--- start of Dataset ---

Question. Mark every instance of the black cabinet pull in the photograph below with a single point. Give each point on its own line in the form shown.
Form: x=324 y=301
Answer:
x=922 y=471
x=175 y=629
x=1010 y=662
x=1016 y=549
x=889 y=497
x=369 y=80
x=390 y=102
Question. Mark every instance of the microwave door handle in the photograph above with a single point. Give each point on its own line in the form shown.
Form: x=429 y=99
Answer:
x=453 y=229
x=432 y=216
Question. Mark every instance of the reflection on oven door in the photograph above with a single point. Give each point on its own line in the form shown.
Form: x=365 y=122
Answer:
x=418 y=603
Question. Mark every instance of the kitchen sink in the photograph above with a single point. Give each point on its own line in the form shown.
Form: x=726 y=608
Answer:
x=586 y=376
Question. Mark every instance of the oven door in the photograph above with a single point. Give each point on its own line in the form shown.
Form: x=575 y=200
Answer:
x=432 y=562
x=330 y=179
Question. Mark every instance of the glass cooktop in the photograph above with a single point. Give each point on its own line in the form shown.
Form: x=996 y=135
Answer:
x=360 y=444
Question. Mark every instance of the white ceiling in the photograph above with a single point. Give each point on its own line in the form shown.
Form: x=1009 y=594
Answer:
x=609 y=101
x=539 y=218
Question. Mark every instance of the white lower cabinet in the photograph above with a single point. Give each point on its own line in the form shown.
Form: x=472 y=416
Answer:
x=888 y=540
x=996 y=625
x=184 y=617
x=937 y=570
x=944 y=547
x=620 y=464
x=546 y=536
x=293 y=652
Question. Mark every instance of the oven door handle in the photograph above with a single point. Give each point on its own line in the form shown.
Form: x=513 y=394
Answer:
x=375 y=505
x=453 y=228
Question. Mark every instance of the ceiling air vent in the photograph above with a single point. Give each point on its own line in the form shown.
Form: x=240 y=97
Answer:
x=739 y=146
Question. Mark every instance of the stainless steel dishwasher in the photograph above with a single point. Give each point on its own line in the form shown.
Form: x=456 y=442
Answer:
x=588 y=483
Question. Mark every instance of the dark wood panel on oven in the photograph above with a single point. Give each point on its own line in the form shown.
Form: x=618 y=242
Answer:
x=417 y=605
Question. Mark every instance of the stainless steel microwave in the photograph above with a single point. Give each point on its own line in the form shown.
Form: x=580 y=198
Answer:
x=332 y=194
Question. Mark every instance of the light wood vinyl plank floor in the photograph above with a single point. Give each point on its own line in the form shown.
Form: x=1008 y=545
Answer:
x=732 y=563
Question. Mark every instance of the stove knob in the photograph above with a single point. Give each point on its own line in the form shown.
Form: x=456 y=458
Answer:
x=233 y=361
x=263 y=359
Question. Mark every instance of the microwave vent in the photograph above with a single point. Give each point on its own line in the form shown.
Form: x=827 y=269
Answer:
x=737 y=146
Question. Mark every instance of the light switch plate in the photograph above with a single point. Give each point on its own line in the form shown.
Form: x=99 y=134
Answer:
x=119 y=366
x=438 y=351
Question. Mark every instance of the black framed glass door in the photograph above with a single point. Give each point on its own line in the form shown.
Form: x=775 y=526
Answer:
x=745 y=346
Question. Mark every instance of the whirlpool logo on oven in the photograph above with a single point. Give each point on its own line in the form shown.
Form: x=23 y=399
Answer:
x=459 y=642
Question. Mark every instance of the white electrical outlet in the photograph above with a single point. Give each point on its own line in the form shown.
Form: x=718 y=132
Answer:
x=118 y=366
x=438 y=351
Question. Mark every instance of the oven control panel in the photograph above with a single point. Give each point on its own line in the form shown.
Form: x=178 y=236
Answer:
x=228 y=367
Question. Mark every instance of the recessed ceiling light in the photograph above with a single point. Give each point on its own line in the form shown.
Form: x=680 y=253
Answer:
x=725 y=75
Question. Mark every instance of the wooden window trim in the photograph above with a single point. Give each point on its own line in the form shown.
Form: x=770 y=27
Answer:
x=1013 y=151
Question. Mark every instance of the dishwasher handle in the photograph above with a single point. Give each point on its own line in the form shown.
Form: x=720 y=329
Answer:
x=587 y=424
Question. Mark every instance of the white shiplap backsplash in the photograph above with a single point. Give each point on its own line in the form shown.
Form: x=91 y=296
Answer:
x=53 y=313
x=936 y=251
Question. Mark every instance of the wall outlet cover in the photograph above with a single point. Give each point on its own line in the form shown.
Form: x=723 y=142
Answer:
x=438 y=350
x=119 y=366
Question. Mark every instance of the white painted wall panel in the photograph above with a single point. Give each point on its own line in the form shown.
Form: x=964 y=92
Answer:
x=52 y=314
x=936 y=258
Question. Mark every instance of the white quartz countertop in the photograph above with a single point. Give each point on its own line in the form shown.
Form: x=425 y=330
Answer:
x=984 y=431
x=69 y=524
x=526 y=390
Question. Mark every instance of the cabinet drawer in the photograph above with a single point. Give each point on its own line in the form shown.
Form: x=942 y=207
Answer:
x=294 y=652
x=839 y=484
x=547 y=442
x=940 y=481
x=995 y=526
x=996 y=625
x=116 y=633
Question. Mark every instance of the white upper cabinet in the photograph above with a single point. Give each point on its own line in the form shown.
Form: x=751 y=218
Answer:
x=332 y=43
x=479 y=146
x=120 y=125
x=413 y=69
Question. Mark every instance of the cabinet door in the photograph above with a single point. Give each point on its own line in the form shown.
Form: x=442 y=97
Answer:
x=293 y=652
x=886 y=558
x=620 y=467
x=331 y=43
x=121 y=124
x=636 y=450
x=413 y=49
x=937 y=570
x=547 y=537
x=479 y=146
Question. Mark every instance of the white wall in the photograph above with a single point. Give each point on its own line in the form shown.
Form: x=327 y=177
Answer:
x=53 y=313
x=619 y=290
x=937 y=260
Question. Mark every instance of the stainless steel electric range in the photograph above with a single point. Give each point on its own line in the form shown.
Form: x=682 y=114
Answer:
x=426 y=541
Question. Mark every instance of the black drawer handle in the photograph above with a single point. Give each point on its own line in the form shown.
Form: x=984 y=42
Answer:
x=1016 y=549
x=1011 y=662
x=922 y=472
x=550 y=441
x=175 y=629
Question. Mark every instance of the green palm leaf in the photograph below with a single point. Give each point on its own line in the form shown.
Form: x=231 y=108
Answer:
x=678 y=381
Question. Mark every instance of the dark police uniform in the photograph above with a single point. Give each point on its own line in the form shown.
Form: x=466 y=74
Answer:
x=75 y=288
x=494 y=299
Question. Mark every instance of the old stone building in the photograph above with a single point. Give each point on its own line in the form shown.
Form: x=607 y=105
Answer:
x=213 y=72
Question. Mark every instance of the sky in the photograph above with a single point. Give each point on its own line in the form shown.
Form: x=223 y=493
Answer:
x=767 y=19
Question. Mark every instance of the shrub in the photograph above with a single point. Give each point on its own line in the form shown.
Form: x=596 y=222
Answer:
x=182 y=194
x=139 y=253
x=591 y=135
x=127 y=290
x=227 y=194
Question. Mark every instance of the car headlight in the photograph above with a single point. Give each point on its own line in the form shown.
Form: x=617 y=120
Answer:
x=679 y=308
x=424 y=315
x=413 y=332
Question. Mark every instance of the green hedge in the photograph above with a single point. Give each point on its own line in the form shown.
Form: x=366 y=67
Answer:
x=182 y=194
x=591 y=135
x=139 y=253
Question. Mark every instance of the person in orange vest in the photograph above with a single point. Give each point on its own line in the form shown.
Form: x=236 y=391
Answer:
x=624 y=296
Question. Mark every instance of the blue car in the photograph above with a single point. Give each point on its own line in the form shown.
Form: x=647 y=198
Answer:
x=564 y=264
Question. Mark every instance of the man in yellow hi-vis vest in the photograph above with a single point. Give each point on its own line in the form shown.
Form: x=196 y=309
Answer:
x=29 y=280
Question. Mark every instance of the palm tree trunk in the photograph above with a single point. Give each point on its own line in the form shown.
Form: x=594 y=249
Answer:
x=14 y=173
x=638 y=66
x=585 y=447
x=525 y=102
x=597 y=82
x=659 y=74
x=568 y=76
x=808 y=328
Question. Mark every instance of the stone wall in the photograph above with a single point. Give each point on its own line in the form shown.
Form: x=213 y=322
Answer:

--- end of Dataset ---

(Problem statement) Starting at the top of the listing and going through the line with "x=432 y=216", write those lines out again with "cabinet pull" switched to "drawer pull" and everything else left the same.

(Problem solution)
Question. Mark every instance of the black drawer pull in the photograph below with a single point. Give each point on its own line in the form shown.
Form: x=324 y=301
Answer:
x=922 y=471
x=175 y=629
x=1010 y=662
x=1016 y=549
x=889 y=497
x=369 y=80
x=390 y=102
Question. Mark every instance of the microwave door handle in the photograph above with a single point. Give each point on its own line in the form shown.
Form: x=429 y=99
Answer:
x=453 y=229
x=432 y=216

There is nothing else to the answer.